#### TEXT SEGMENT ####
Resource servers must accept only tokens intended for that resource server audience and token use.

Engineering controls:

• Validate aud and issuer.
• Separate ID token handling from access token handling.
• Use introspection/reference tokens where revocation/token type matters.

9.5 Abuse Case: Stale Claim Authorization

As a user whose access was removed, I keep using an unexpired JWT that still contains old roles.

Attack path:

1. User receives JWT with role CASE_APPROVER.
2. Admin removes role.
3. JWT remains valid for 1 hour.
4. API trusts role claim only.
5. User approves cases after removal.

Required invariant:

High-risk authorization decisions must not rely solely on stale long-lived claims.

Engineering controls:

• Short access token lifetime.
• Introspection/reference token for high-risk APIs.
• Policy lookup for critical actions.
• Role version/security stamp check.
• Event-driven revocation for critical access changes.
#### MATERIAL ####
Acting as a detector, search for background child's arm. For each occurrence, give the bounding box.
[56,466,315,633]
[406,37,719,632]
####
WORK TO DO:
**a)** In the token security text's stale claim abuse case, how long does the JWT stay valid after the admin removes the role?
**b)** Carry the token security text forward from its last engineering control.

ANSWERS TO THE EXERCISE:
**a)** 1 hour.

**b)**
9.6 Abuse Case: Support Impersonation Without Accountability

As support staff, I impersonate a customer and perform sensitive action that appears as the customer.

Attack path:

1. Support uses admin console "login as user".
2. System replaces subject with customer.
3. Audit records customer only.
4. No evidence of support actor or reason.

Required invariant:

Impersonation must preserve both effective subject and initiating actor.

Engineering controls:

• Represent actor and subject separately.
• Require reason/ticket reference.
• Block high-risk actions under impersonation unless explicitly allowed.
• Audit initiator, effectiveSubject, delegationType, reason.

10. Threat Model Template for One API

Gunakan template ini setiap kali mendesain endpoint baru.

## API Threat Model: <Endpoint / Capability>

### 1. Business Capability
- What user/business outcome does this endpoint enable?
- What damage occurs if abused?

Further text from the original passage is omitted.